## Requisitos da tarefa
Coloque numa lista numerada as linhas que vão da linha com "Mark the wristwatch with a point." até a linha com "Target: cardboard sign", ambas incluídas, deixando de fora as linhas em branco.

## Linhas fornecidas
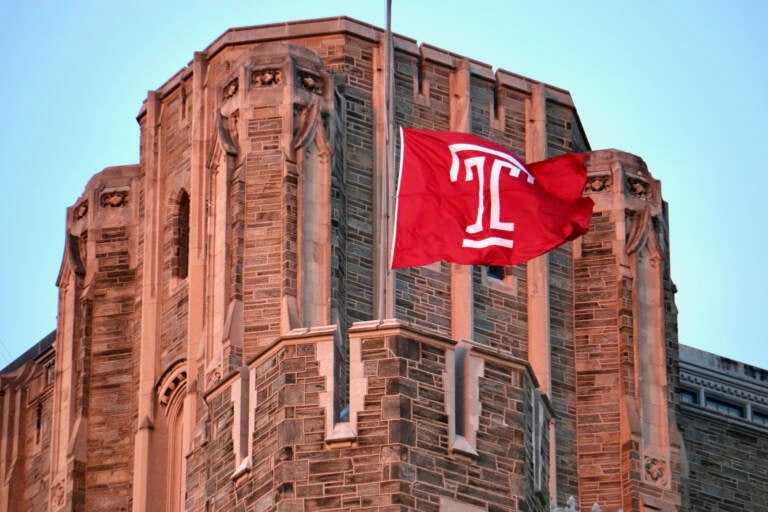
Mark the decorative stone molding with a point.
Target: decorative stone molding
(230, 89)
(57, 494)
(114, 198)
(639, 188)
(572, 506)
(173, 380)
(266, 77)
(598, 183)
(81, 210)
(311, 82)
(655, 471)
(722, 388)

...

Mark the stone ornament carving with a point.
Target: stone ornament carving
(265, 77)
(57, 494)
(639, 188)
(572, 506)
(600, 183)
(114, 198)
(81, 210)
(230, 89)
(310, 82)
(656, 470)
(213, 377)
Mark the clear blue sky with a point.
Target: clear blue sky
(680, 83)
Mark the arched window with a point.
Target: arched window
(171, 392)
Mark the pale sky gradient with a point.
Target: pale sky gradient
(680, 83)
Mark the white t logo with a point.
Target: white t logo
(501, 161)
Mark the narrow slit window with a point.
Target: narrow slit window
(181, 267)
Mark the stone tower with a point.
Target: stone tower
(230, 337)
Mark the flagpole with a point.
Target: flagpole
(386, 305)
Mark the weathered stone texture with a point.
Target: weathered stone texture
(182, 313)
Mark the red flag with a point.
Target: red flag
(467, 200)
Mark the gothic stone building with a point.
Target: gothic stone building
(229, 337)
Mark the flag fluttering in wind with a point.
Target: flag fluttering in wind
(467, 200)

---

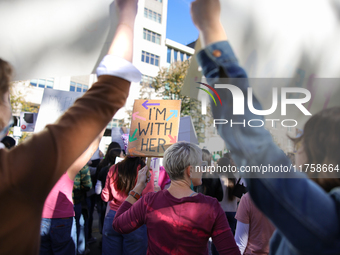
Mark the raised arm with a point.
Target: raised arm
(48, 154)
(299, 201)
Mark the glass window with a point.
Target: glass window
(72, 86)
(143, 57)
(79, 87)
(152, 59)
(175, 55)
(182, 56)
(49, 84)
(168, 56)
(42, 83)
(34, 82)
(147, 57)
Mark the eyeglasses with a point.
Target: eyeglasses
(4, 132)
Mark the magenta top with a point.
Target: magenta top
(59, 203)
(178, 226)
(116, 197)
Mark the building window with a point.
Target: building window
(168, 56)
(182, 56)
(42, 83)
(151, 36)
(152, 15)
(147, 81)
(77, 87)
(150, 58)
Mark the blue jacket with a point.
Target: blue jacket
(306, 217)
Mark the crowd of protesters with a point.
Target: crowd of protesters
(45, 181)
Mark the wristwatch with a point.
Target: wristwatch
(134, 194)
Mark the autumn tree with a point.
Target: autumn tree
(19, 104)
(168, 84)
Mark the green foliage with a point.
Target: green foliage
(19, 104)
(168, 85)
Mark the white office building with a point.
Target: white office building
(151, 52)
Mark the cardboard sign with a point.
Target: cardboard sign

## Resultado da tarefa
1. Mark the wristwatch with a point.
2. Target: wristwatch
3. (134, 194)
4. Mark the autumn tree with a point.
5. Target: autumn tree
6. (19, 104)
7. (168, 84)
8. Mark the green foliage with a point.
9. Target: green foliage
10. (19, 104)
11. (168, 85)
12. Mark the white office building with a point.
13. Target: white office building
14. (151, 52)
15. Mark the cardboard sign with a point.
16. Target: cardboard sign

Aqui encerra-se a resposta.